AUSGEWÄHLTER AUSZUG:
Bild: Doppelt gemoppelt hält besser
Als Heiko Maas in die Hauptstadt kam, machte er sich ungewöhnlich schnell
bemerkbar. Vielleicht setzen sich andere Neulinge artig ins Wartezimmer.
Maas trat die Tür ein.
Das neue Kabinett war kurz vor Weihnachten 2013 vereidigt worden, als
Justizminister hatte der damalige SPD-Chef Sigmar Gabriel überraschend
Heiko Maas präsentiert. Kurz nach Neujahr 2014, der Berliner Betrieb
schlummerte noch, gab der Neue ein Interview im Spiegel. Die
Vorratsdatenspeicherung, die Union und SPD eben erst in den
Koalitionsverhandlungen abgemacht hatten, werde er nicht einführen.
„Geschäftsgrundlage entfallen.“ Wumms. „Liegt für mich auf Eis.“ Klir…
„Ganz neu reden.“ Boing.
Das war bemerkenswert, denn ausgerechnet jener Mann, der nun vier Jahre
später Außenminister wird, kam damals erst aus Saarbrücken – als eigentlich
schon aufgegebene Provinzhoffnung der SPD. Die Politik im Saarland ist
nicht verschnarcht, aber sie tickt schon ein wenig gemächlicher zwischen
Wallerfangen und St. Ingbert.
Maas suchte sich in Berlin erst mal keine Wohnung, sondern kampierte in
einem Nebenzimmer des Justizministeriums. Wichtiger war ihm, dass die
anderen merkten, dass da einer was will. So ließ er seine erste Attacke in
den Januar krachen, es ging gleich gegen den Innenminister von der
Konkurrenz, gegen Thomas de Maizière. Wumms. Klirr. Boing.

KURZAUFTRAG A: Wo kampierte Maas laut dem Auszug über Heiko Maas in Berlin, statt sich eine Wohnung zu suchen?
KURZAUFTRAG B: Führen Sie den Auszug über Heiko Maas im Anschluss an seinen letzten Satz weiter.
Die Daten stammen aus einer anderen Quelle.

EXTRAHIERTE DATEN:
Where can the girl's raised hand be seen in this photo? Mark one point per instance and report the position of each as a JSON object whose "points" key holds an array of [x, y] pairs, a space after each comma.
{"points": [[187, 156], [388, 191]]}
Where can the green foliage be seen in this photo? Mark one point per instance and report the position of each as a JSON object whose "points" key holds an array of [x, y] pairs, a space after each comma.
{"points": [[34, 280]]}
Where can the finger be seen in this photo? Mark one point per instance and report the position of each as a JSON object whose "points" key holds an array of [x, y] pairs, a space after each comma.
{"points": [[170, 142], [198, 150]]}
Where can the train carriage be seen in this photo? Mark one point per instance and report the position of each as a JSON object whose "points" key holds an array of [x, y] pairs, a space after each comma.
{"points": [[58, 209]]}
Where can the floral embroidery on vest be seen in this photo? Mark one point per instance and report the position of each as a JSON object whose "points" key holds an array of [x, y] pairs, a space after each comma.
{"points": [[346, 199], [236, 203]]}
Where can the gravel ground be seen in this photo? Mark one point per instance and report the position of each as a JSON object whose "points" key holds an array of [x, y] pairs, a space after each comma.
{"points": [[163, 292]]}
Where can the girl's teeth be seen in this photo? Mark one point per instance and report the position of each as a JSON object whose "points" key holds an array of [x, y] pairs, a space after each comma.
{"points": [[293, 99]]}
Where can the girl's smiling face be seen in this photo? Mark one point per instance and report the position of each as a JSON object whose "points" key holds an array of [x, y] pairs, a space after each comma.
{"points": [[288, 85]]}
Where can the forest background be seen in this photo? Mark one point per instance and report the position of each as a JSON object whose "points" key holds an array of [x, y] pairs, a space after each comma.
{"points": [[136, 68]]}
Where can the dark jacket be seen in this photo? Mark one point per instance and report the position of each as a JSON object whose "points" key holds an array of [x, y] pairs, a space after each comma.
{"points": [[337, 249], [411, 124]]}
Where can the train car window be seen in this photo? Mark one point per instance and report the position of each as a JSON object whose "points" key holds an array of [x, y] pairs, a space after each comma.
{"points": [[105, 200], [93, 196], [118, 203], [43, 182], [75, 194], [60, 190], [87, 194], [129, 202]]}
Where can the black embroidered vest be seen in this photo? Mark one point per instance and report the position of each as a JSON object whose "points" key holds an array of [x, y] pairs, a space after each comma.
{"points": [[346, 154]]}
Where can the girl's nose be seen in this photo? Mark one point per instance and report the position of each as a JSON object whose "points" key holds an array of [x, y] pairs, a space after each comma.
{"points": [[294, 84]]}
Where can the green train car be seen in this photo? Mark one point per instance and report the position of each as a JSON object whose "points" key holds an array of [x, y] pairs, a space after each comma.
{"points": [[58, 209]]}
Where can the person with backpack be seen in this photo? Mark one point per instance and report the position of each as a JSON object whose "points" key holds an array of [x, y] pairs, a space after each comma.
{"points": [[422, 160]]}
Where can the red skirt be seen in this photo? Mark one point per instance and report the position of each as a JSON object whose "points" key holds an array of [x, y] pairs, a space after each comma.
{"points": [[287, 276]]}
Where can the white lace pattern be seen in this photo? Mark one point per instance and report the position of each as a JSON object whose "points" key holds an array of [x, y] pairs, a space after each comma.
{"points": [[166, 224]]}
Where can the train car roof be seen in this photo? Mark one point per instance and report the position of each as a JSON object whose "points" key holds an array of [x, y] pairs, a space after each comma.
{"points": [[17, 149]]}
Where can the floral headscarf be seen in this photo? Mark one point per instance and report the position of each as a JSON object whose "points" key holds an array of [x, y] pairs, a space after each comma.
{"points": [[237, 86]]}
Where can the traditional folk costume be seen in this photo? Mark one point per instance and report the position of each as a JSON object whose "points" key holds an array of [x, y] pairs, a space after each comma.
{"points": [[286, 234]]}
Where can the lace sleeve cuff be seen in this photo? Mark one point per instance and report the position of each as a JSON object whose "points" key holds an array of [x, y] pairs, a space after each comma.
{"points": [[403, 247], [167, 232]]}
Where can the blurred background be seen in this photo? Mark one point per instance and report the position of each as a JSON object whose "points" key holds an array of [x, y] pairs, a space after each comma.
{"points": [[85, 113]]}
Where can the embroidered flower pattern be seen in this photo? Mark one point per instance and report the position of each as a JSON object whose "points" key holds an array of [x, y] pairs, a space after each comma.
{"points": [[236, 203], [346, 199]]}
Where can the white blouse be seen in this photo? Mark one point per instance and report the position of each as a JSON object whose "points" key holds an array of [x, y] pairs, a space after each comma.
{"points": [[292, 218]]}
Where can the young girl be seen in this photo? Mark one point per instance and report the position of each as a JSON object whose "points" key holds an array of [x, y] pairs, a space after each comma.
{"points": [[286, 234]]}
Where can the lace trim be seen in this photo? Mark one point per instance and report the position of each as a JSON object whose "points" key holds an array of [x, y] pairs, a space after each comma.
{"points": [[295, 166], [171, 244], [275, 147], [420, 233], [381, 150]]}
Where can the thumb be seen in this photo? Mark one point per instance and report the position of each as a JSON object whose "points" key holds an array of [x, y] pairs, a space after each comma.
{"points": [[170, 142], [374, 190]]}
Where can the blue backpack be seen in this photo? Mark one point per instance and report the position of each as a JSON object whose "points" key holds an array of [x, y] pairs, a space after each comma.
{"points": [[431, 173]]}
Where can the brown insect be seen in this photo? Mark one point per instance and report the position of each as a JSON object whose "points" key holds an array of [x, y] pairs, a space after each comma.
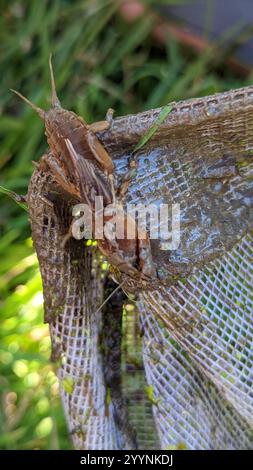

ERWARTETE AUSGABE A: In einem Nebenzimmer des Justizministeriums.

ERWARTETE AUSGABE B:
Aber nur ein bisschen später gingen die beiden essen, der Innen- und der
Justizminister. Sie erzählten sich aus ihrem Leben, Maas sprach von
Lafontaine, an dem er sich im Saarland abgearbeitet hatte. De Maizière
thematisierte die alte Rollenteilung. Dass der Innenminister den harten
Hund gibt und der Justizminister den bedächtigen Mahner, so simpel müsse es
ja nicht sein. Wenn sie sich seither stritten, dann gepflegt, und bevor ein
Interview erschien, wurden SMS ausgetauscht. Dem Sozialdemokraten gefiel
diese strategische Verbindung in den anderen Teil der Koalition. Denn so
ist der andere Maas: ruhig, vorsichtig, beobachtend.
Dass der Politikbetrieb unablässig lärmt und rast wie im Rausch, ist ein
Klischee. Berlin lebt von Tempi und Timing, es zählen Dosis und Momentum.
Klar, wer schnell zuschlägt, kann eine Debatte beeinflussen. Aber ein
Politiker kann sich auch alles kaputt quatschen, wenn er zu schnell ist.
Wie Martin Schulz, der zu früh und zu viel redete, als Jamaika geplatzt
war. Oder Ursula von der Leyen, die einen Skandal um rechte Umtriebe in der
Bundeswehr abräumen wollte, bevor überhaupt klar wurde, was passiert war.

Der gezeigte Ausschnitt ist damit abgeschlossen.